[Stored data]
-=-=-

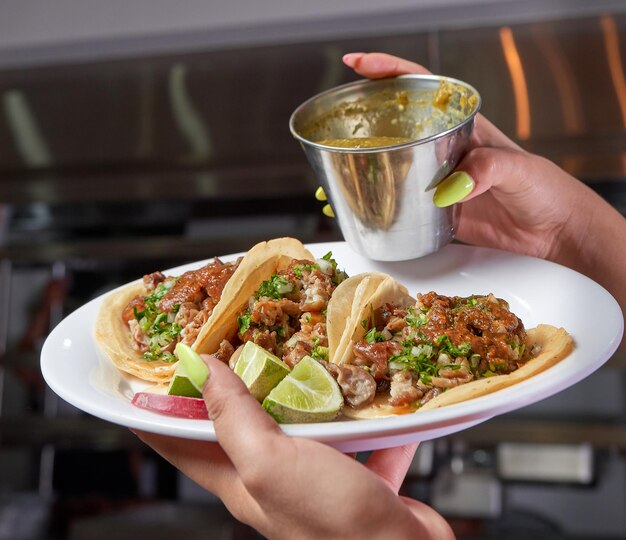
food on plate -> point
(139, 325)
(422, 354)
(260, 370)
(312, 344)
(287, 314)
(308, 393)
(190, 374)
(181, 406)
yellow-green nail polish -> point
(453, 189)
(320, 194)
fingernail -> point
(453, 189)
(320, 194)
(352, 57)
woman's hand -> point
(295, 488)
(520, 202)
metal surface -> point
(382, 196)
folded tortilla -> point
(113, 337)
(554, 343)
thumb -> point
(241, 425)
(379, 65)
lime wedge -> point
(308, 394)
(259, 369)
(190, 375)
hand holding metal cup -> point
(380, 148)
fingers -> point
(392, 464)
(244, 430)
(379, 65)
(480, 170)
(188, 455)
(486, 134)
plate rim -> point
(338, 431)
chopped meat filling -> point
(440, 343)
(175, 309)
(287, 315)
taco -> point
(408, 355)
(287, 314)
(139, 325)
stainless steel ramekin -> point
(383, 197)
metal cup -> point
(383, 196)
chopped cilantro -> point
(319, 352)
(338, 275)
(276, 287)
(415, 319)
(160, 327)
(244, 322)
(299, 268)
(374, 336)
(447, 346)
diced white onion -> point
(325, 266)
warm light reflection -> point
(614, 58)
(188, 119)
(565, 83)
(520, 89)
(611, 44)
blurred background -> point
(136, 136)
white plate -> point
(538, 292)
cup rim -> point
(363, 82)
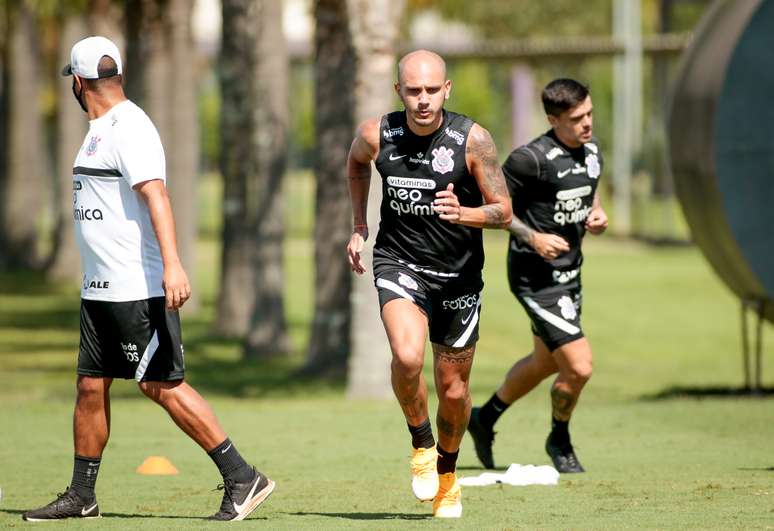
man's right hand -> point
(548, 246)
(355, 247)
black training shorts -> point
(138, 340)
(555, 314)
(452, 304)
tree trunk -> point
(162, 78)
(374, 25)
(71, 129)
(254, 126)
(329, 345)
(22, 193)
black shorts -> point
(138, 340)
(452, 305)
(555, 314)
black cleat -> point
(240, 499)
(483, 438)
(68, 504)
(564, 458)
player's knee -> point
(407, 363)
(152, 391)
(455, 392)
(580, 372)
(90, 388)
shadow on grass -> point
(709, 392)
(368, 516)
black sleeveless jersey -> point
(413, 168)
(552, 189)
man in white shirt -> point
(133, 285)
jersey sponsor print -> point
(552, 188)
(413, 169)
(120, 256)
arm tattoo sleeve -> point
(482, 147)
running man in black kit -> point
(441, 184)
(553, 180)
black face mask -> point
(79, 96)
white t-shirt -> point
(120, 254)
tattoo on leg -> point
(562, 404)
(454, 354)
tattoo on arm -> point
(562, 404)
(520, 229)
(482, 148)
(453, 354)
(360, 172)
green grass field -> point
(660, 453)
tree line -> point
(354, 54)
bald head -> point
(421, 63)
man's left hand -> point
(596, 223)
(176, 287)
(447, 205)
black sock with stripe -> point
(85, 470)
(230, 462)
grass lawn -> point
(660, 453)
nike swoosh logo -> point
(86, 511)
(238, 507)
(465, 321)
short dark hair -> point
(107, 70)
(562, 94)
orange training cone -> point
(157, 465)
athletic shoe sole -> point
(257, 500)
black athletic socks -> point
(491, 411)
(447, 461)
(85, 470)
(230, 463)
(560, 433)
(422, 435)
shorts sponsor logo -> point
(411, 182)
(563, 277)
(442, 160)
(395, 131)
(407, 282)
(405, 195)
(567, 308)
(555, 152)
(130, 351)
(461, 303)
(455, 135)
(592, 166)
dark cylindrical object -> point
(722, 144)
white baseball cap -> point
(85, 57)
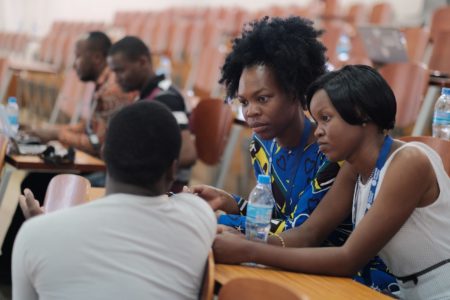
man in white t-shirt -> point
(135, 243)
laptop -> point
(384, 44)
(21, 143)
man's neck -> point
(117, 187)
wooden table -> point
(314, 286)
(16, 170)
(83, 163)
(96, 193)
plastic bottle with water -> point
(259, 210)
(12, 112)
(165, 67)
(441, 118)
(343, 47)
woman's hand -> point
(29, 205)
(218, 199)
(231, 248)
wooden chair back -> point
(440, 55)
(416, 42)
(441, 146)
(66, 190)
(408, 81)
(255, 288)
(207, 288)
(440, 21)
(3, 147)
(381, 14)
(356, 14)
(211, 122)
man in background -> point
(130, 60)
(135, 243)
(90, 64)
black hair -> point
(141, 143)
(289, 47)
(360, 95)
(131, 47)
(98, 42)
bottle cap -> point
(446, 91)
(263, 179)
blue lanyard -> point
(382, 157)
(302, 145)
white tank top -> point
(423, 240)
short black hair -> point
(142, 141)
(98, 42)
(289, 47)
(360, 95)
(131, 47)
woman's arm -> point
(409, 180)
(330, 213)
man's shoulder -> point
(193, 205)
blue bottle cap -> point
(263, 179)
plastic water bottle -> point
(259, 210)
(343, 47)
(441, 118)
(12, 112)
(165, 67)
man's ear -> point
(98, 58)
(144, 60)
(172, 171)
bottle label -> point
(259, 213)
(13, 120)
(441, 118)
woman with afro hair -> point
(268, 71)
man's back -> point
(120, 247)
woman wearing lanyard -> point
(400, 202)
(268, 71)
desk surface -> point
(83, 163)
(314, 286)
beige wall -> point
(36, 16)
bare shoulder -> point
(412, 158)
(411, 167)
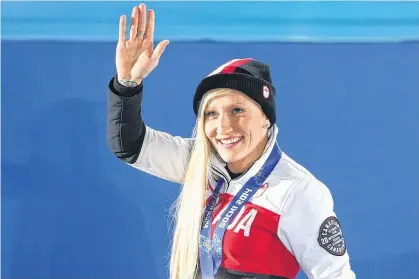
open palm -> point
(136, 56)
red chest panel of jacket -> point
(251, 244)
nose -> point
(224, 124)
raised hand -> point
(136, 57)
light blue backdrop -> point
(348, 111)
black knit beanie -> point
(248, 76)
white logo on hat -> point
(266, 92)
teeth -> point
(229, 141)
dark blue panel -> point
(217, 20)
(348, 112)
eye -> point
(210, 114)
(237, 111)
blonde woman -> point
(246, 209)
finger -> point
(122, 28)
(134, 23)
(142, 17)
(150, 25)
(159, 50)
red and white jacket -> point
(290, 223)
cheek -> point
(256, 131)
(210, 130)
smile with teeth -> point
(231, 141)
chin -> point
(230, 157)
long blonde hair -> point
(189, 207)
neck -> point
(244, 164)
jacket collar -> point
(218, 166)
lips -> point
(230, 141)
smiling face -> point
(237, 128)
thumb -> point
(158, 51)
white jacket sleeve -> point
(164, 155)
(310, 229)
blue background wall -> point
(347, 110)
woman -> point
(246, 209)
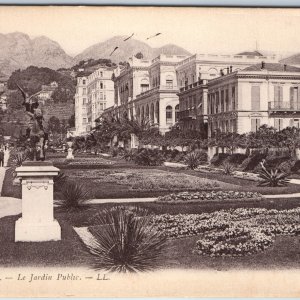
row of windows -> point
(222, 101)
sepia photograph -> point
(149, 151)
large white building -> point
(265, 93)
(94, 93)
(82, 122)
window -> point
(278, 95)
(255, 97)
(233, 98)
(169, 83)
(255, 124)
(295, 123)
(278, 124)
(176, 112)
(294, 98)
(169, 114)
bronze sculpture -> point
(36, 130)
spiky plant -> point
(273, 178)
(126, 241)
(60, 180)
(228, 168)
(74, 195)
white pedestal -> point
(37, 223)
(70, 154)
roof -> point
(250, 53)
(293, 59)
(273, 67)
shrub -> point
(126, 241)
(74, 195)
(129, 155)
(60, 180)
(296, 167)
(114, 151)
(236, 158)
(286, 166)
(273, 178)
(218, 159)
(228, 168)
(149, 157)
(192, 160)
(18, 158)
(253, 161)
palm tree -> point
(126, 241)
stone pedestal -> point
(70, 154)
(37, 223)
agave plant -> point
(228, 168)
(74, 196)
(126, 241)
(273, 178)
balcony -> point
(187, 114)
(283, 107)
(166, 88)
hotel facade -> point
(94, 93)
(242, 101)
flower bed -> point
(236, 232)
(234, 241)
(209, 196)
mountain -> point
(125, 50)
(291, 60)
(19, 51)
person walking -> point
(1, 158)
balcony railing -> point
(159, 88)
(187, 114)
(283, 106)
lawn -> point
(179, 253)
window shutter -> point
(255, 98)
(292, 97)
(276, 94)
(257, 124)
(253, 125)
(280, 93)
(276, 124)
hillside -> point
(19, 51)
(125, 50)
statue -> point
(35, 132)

-=-=-

Output the records exactly, please. The pictures are not part of the copy.

food on plate -> point
(139, 325)
(422, 354)
(260, 370)
(312, 344)
(287, 314)
(308, 393)
(190, 374)
(181, 406)
yellow-green nail polish -> point
(453, 189)
(320, 194)
fingernail -> point
(453, 189)
(320, 194)
(352, 57)
woman's hand -> point
(295, 488)
(520, 202)
metal surface -> point
(382, 196)
folded tortilla -> point
(113, 337)
(554, 343)
thumb -> point
(241, 425)
(379, 65)
lime wedge -> point
(308, 394)
(259, 369)
(190, 375)
hand holding metal cup -> point
(380, 148)
fingers -> point
(392, 464)
(244, 430)
(379, 65)
(480, 170)
(188, 455)
(486, 134)
plate rim -> point
(338, 431)
chopped meat filling -> point
(440, 343)
(175, 309)
(287, 315)
taco -> point
(408, 355)
(287, 314)
(139, 325)
stainless steel ramekin -> point
(383, 197)
metal cup -> point
(383, 196)
chopped cilantro -> point
(319, 352)
(338, 275)
(276, 287)
(415, 319)
(160, 327)
(244, 322)
(299, 268)
(374, 336)
(447, 346)
diced white onion -> point
(325, 266)
warm light reflection -> point
(614, 58)
(188, 119)
(565, 83)
(520, 89)
(611, 44)
blurred background -> point
(136, 136)
white plate -> point
(538, 292)
cup rim -> point
(363, 82)
man's right hand -> point
(548, 246)
(355, 247)
black training shorts -> point
(138, 340)
(555, 314)
(452, 304)
tree trunk -> point
(162, 78)
(374, 25)
(71, 129)
(254, 126)
(329, 345)
(22, 193)
black shorts -> point
(138, 340)
(452, 305)
(555, 314)
black cleat -> point
(240, 499)
(483, 438)
(68, 504)
(564, 458)
player's knee -> point
(407, 363)
(152, 391)
(455, 392)
(580, 372)
(90, 388)
shadow on grass -> point
(709, 392)
(368, 516)
black sleeveless jersey -> point
(413, 168)
(552, 189)
man in white shirt -> point
(133, 285)
jersey sponsor print -> point
(552, 188)
(413, 169)
(120, 256)
arm tattoo sleeve -> point
(482, 147)
running man in black kit -> point
(441, 184)
(553, 180)
black face mask -> point
(79, 96)
white t-shirt -> point
(120, 254)
tattoo on leg -> point
(562, 404)
(454, 354)
tattoo on arm -> point
(562, 404)
(520, 229)
(482, 148)
(453, 354)
(360, 172)
green grass field -> point
(660, 453)
tree line -> point
(354, 54)
bald head -> point
(421, 63)
man's left hand -> point
(596, 223)
(176, 287)
(447, 205)
black sock with stripe -> point
(85, 470)
(230, 462)
grass lawn -> point
(660, 453)
nike swoosh logo -> point
(86, 511)
(238, 507)
(465, 321)
short dark hair -> point
(107, 70)
(562, 94)
orange training cone -> point
(157, 465)
athletic shoe sole -> point
(257, 500)
black athletic socks -> point
(491, 411)
(447, 461)
(85, 470)
(230, 463)
(560, 433)
(422, 435)
shorts sponsor logo -> point
(411, 182)
(563, 277)
(442, 160)
(395, 131)
(407, 282)
(405, 195)
(567, 308)
(555, 152)
(130, 351)
(461, 303)
(455, 135)
(592, 166)
dark cylindrical object -> point
(722, 144)
white baseball cap -> point
(85, 57)
man in white t-shirt -> point
(135, 243)
laptop -> point
(384, 44)
(21, 143)
man's neck -> point
(117, 187)
wooden table -> point
(314, 286)
(16, 170)
(83, 163)
(96, 193)
plastic bottle with water -> point
(259, 210)
(12, 112)
(165, 67)
(441, 118)
(343, 47)
woman's hand -> point
(29, 205)
(218, 199)
(231, 248)
wooden chair back -> point
(440, 55)
(416, 42)
(441, 146)
(66, 190)
(408, 81)
(255, 288)
(207, 288)
(440, 21)
(3, 147)
(381, 14)
(356, 14)
(211, 122)
man in background -> point
(130, 60)
(135, 243)
(90, 64)
black hair -> point
(141, 143)
(289, 47)
(360, 95)
(131, 47)
(98, 42)
bottle cap -> point
(446, 91)
(263, 179)
blue lanyard -> point
(382, 157)
(302, 145)
white tank top -> point
(423, 240)
short black hair -> point
(142, 141)
(98, 42)
(289, 47)
(360, 95)
(131, 47)
woman's arm -> point
(409, 180)
(330, 213)
man's shoulder -> point
(193, 205)
blue bottle cap -> point
(263, 179)
plastic water bottle -> point
(259, 210)
(343, 47)
(441, 118)
(12, 112)
(165, 67)
man's ear -> point
(98, 58)
(144, 60)
(172, 171)
bottle label -> point
(259, 213)
(13, 120)
(441, 118)
woman with afro hair -> point
(268, 71)
man's back -> point
(120, 247)
woman wearing lanyard -> point
(400, 202)
(268, 71)
desk surface -> point
(83, 163)
(314, 286)
beige wall -> point
(36, 16)
bare shoulder -> point
(412, 158)
(411, 167)
open palm -> point
(136, 56)
red chest panel of jacket -> point
(251, 244)
nose -> point
(224, 124)
raised hand -> point
(136, 57)
light blue backdrop -> point
(348, 111)
black knit beanie -> point
(248, 76)
white logo on hat -> point
(266, 92)
teeth -> point
(229, 141)
dark blue panel -> point
(217, 20)
(348, 112)
eye -> point
(210, 114)
(237, 111)
blonde woman -> point
(246, 209)
finger -> point
(122, 28)
(134, 23)
(142, 17)
(150, 25)
(159, 50)
red and white jacket -> point
(290, 223)
cheek -> point
(256, 131)
(210, 130)
smile with teeth -> point
(231, 141)
chin -> point
(230, 157)
long blonde hair -> point
(189, 207)
neck -> point
(244, 164)
jacket collar -> point
(218, 166)
lips -> point
(230, 141)
smiling face -> point
(237, 128)
thumb -> point
(158, 51)
white jacket sleeve -> point
(164, 155)
(310, 229)
blue background wall -> point
(347, 110)
woman -> point
(246, 209)
row of windows -> point
(222, 101)
sepia photograph -> point
(149, 151)
large white building -> point
(265, 93)
(94, 93)
(82, 122)
window -> point
(278, 95)
(255, 97)
(233, 98)
(169, 83)
(255, 124)
(295, 123)
(278, 124)
(176, 112)
(294, 98)
(169, 114)
bronze sculpture -> point
(36, 130)
spiky plant -> point
(273, 178)
(126, 241)
(60, 180)
(228, 168)
(74, 195)
white pedestal -> point
(37, 223)
(70, 154)
roof -> point
(250, 53)
(293, 59)
(273, 67)
shrub -> point
(126, 241)
(74, 195)
(129, 155)
(60, 180)
(296, 167)
(114, 151)
(236, 158)
(286, 166)
(273, 178)
(218, 159)
(228, 168)
(149, 157)
(192, 160)
(18, 158)
(253, 161)
palm tree -> point
(126, 241)
stone pedestal -> point
(70, 154)
(37, 223)
agave plant -> point
(228, 168)
(74, 196)
(126, 241)
(273, 178)
balcony -> point
(187, 114)
(283, 107)
(166, 88)
hotel facade -> point
(94, 93)
(242, 101)
flower bed -> point
(236, 232)
(234, 241)
(209, 196)
mountain -> point
(125, 50)
(291, 60)
(19, 51)
person walking -> point
(1, 158)
balcony railing -> point
(159, 88)
(187, 114)
(283, 106)
lawn -> point
(179, 253)
window shutter -> point
(255, 98)
(292, 97)
(276, 94)
(257, 124)
(253, 125)
(280, 93)
(276, 124)
hillside -> point
(19, 51)
(125, 50)
statue -> point
(35, 132)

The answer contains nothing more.